What to work on
Write out all records as given; omit images.

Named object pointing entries
= = =
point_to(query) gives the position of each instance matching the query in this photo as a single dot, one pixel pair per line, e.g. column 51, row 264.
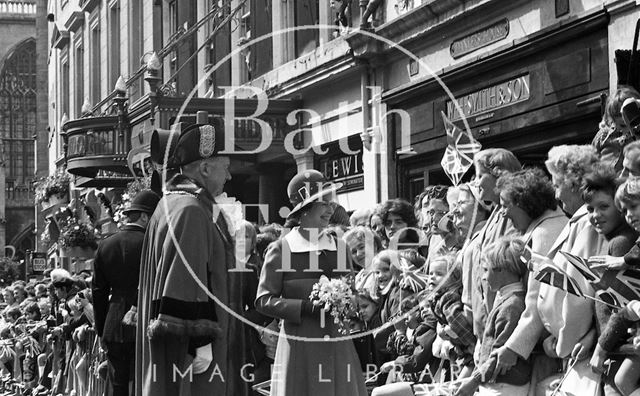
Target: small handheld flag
column 458, row 156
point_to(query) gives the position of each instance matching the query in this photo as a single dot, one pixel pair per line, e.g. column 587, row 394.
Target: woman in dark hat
column 307, row 365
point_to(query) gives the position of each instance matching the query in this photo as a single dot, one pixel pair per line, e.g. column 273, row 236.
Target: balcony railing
column 97, row 146
column 17, row 7
column 18, row 193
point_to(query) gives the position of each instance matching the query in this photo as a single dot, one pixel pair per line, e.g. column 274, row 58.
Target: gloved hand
column 310, row 310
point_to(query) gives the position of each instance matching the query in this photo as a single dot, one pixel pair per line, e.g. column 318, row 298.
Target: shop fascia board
column 295, row 87
column 567, row 109
column 285, row 77
column 420, row 25
column 75, row 20
column 536, row 42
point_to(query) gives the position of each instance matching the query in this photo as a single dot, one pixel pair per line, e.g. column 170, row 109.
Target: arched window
column 18, row 117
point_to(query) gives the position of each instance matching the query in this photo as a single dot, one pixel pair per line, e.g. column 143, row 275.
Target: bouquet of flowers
column 133, row 189
column 78, row 233
column 55, row 184
column 232, row 212
column 336, row 297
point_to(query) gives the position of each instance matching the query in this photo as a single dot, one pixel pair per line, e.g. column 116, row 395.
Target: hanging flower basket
column 53, row 188
column 78, row 252
column 78, row 235
column 52, row 201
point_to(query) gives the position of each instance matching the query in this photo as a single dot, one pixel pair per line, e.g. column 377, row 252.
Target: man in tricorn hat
column 187, row 343
column 116, row 272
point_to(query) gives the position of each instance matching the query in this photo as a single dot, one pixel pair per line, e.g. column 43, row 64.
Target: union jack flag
column 263, row 388
column 458, row 156
column 615, row 288
column 555, row 277
column 412, row 277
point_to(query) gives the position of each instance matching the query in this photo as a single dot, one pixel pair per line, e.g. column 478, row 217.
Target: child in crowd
column 387, row 277
column 599, row 193
column 32, row 312
column 628, row 374
column 13, row 314
column 445, row 284
column 367, row 319
column 503, row 272
column 364, row 245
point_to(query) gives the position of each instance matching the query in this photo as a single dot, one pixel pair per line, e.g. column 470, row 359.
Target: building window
column 135, row 47
column 95, row 62
column 261, row 57
column 79, row 84
column 219, row 47
column 65, row 92
column 245, row 36
column 18, row 116
column 173, row 28
column 306, row 15
column 114, row 43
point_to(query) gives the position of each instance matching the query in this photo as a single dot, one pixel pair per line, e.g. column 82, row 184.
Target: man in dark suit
column 115, row 286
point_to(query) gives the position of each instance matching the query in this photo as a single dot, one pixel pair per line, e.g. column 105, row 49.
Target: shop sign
column 480, row 38
column 110, row 175
column 492, row 98
column 38, row 262
column 339, row 167
column 90, row 143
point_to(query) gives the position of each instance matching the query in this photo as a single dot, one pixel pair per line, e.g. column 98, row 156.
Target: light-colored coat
column 563, row 315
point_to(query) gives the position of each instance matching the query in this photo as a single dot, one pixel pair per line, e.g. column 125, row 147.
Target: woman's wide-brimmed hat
column 307, row 187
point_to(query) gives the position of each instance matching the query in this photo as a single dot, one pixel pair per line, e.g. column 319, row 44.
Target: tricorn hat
column 61, row 277
column 307, row 187
column 146, row 201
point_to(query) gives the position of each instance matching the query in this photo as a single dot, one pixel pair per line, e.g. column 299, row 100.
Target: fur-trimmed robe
column 175, row 315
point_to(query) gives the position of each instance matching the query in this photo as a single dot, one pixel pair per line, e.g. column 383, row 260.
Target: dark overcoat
column 313, row 363
column 188, row 299
column 115, row 282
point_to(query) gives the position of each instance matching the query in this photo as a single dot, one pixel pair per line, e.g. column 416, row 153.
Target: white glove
column 204, row 357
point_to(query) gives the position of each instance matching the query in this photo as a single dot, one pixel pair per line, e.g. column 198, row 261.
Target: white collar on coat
column 548, row 214
column 581, row 212
column 507, row 291
column 297, row 243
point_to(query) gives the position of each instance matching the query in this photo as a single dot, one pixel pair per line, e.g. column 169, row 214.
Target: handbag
column 580, row 380
column 628, row 63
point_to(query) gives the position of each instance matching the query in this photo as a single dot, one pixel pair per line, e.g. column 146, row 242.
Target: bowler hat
column 307, row 187
column 200, row 141
column 61, row 277
column 145, row 201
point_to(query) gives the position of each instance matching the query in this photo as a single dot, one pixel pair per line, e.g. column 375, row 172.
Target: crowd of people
column 470, row 289
column 47, row 340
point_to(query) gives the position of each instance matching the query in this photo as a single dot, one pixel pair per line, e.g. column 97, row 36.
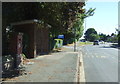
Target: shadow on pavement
column 111, row 46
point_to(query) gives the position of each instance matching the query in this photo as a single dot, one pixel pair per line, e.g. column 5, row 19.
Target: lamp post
column 75, row 40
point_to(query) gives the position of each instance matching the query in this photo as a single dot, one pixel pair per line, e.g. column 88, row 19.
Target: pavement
column 60, row 66
column 100, row 63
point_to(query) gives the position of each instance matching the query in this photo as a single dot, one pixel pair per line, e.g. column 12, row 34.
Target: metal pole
column 75, row 40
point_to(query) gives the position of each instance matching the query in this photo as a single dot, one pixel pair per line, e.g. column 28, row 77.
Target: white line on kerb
column 82, row 73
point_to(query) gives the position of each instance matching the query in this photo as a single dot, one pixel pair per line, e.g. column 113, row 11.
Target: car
column 96, row 43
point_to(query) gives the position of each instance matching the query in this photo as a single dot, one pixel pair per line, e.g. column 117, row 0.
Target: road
column 100, row 63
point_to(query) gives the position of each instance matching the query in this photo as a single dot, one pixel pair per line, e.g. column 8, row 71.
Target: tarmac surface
column 55, row 67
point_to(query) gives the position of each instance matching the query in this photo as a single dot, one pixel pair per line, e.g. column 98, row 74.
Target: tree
column 90, row 33
column 103, row 37
column 93, row 37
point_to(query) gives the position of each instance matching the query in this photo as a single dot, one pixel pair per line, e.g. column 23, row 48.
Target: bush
column 58, row 43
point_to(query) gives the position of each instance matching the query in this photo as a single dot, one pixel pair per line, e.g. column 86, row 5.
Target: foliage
column 93, row 37
column 103, row 37
column 91, row 34
column 59, row 43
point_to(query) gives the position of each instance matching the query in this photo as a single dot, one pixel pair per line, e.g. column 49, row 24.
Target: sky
column 105, row 19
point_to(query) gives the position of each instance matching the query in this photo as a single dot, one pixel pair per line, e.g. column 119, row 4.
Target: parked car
column 96, row 43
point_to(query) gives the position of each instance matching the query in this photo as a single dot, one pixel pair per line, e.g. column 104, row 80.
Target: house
column 35, row 37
= = =
The result
point_to(query) gives the position of each instance matching the query in this photo as a single dot, one pixel pair per line, e.g. column 51, row 264.
Target: small handheld flag
column 458, row 156
point_to(query) gives the position of each instance matching the query in this photo as a single dot, one pixel pair per line, e.g. column 587, row 394.
Target: woman in dark hat
column 307, row 365
point_to(query) gives the position of each instance matching the query in this photo as a single dot, one pixel pair per line, e.g. column 273, row 236.
Target: balcony railing
column 97, row 146
column 17, row 7
column 18, row 193
point_to(query) gives the position of each instance matching the query in this photo as a single dot, one pixel pair per line, e.g. column 274, row 58.
Target: gloved hand
column 310, row 310
point_to(query) gives the position of each instance matching the query in this photo as a single dot, one pixel pair per line, e.g. column 318, row 298.
Target: shop fascia board
column 295, row 87
column 567, row 109
column 285, row 77
column 420, row 25
column 75, row 20
column 536, row 42
point_to(query) gives the position of each instance matching the query in this photo as a single dot, one pixel pair per line, e.g. column 170, row 109.
Target: arched window
column 18, row 117
point_to(query) gives the position of each instance matching the query in this photo as a single dot, one pixel pair per line, e.g. column 143, row 275.
Target: bouquet of flowers
column 133, row 189
column 78, row 233
column 55, row 184
column 232, row 212
column 336, row 297
point_to(query) gives the position of each instance matching the query in this photo as a single dot, one pixel pair per line, e.g. column 116, row 395.
Target: hanging flower basket
column 53, row 188
column 78, row 252
column 78, row 235
column 52, row 201
point_to(query) gives the position of each instance matching the query in this photo as a single dot, one pixel pair per line, e.g. column 377, row 252.
Target: man in tricorn hat
column 187, row 343
column 116, row 272
point_to(query) gives the position of each instance matching the query in this photo as a single dot, one pixel pair per line, e.g. column 43, row 64.
Target: union jack flag
column 263, row 388
column 458, row 156
column 615, row 288
column 555, row 277
column 412, row 277
point_to(query) gives the position of each instance matching the query in this photo as a single dot, one pixel pair per line, e.g. column 478, row 217.
Target: child in crowd
column 387, row 277
column 599, row 193
column 32, row 312
column 628, row 374
column 13, row 314
column 445, row 284
column 367, row 319
column 503, row 272
column 364, row 245
point_to(query) gives the position of each instance matching the query in this photo as a single dot, one pixel pair per line, e.g. column 470, row 359.
Target: building window
column 135, row 47
column 95, row 62
column 261, row 57
column 79, row 84
column 219, row 47
column 65, row 92
column 245, row 36
column 18, row 116
column 173, row 28
column 306, row 15
column 114, row 43
point_to(query) gives the position of each instance matching the query in this photo as a single dot, one pixel pair per line, e.g. column 82, row 184.
Target: man in dark suit
column 115, row 286
point_to(query) gives the position of each instance matching the query in this photo as a single dot, one pixel pair per line, e.g. column 105, row 49.
Target: shop sign
column 480, row 38
column 110, row 175
column 492, row 98
column 38, row 262
column 339, row 167
column 90, row 143
point_to(query) gives the position of each instance matching the query in this photo as a single dot, one pixel pair per line, e.g. column 98, row 156.
Target: light-colored coat
column 563, row 315
point_to(query) gives the position of each instance matching the query in this photo as a single dot, one pixel pair per line, e.g. column 125, row 147.
Target: woman's wide-brimmed hat
column 307, row 187
point_to(query) gives the position of each instance matching the query in this photo as a single dot, one pixel pair per line, e.g. column 319, row 44.
Target: tricorn hat
column 61, row 277
column 307, row 187
column 146, row 201
point_to(query) gives the position of each instance matching the query in this photo as a single dot, one pixel pair per line, e.g. column 299, row 100.
Target: fur-trimmed robe
column 175, row 315
point_to(query) gives the position of each instance matching the query in this photo as a single dot, one pixel pair per line, e.g. column 383, row 260.
Target: dark overcoat
column 313, row 363
column 188, row 299
column 115, row 282
point_to(query) gives the position of each instance matching the query in this photo as a single dot, one pixel pair per line, e.g. column 416, row 153.
Target: white glove
column 204, row 357
point_to(query) gives the position of each instance matching the query in this photo as a single dot, one pixel pair per line, e.g. column 198, row 261.
Target: white collar on coat
column 548, row 214
column 581, row 212
column 507, row 291
column 297, row 243
point_to(query) gives the position of each instance matching the query in this photo as a single dot, one pixel pair per line, e.g. column 169, row 214.
Target: handbag
column 580, row 380
column 628, row 63
point_to(query) gives the position of each instance matching the query in this photo as a single dot, one pixel pair per line, e.g. column 146, row 242.
Target: bowler hat
column 307, row 187
column 200, row 141
column 61, row 277
column 145, row 201
point_to(query) gives the position of each instance matching the query in this photo as a single dot, one pixel pair per line, e.g. column 375, row 172.
Target: crowd of people
column 470, row 289
column 47, row 340
point_to(query) gives the position of each instance matching the query in this photo as a single dot, one pixel pair per line, e.g. column 97, row 36.
Target: shadow on pavement
column 111, row 46
point_to(query) gives the position of each instance matching the query in this photo as a single dot, one pixel pair per line, e.g. column 5, row 19.
Target: lamp post
column 75, row 40
point_to(query) gives the position of each instance matching the query in this photo as a single dot, one pixel pair per line, e.g. column 88, row 19.
Target: pavement
column 60, row 66
column 100, row 63
point_to(query) gives the position of each instance matching the query in this photo as a single dot, one pixel pair per line, e.g. column 12, row 34.
Target: metal pole
column 75, row 40
point_to(query) gives the position of each instance matching the query in this photo as a single dot, one pixel pair per line, e.g. column 28, row 77.
Target: white line on kerb
column 82, row 73
point_to(query) gives the position of each instance matching the query in this photo as a single dot, one pixel pair per line, e.g. column 113, row 11.
Target: car
column 96, row 43
point_to(query) gives the position of each instance matching the query in this photo as a single dot, one pixel pair per line, e.g. column 117, row 0.
Target: road
column 100, row 63
point_to(query) gives the position of each instance matching the query in this photo as a single dot, one pixel pair per line, e.g. column 8, row 71.
Target: tarmac surface
column 55, row 67
point_to(query) gives the position of each instance matching the query in this photo as a single dot, one pixel pair per line, e.g. column 98, row 74.
Target: tree
column 90, row 33
column 103, row 37
column 93, row 37
point_to(query) gives the position of each instance matching the query in this photo as a single dot, one pixel pair per line, e.g. column 23, row 48.
Target: bush
column 58, row 43
point_to(query) gives the position of each instance matching the query in this photo as a single dot, one pixel pair per line, e.g. column 86, row 5.
Target: foliage
column 93, row 37
column 103, row 37
column 91, row 34
column 59, row 43
point_to(query) gives the position of each instance matching the query in this photo as a single dot, one pixel pair per line, e.g. column 49, row 24.
Target: sky
column 105, row 19
point_to(query) gives the position of each instance matching the query in this photo as a single dot, one pixel pair per line, e.g. column 119, row 4.
Target: parked car
column 96, row 43
point_to(query) gives the position of each instance matching the query in this photo as a single dot, one pixel pair per line, e.g. column 104, row 80.
Target: house
column 35, row 37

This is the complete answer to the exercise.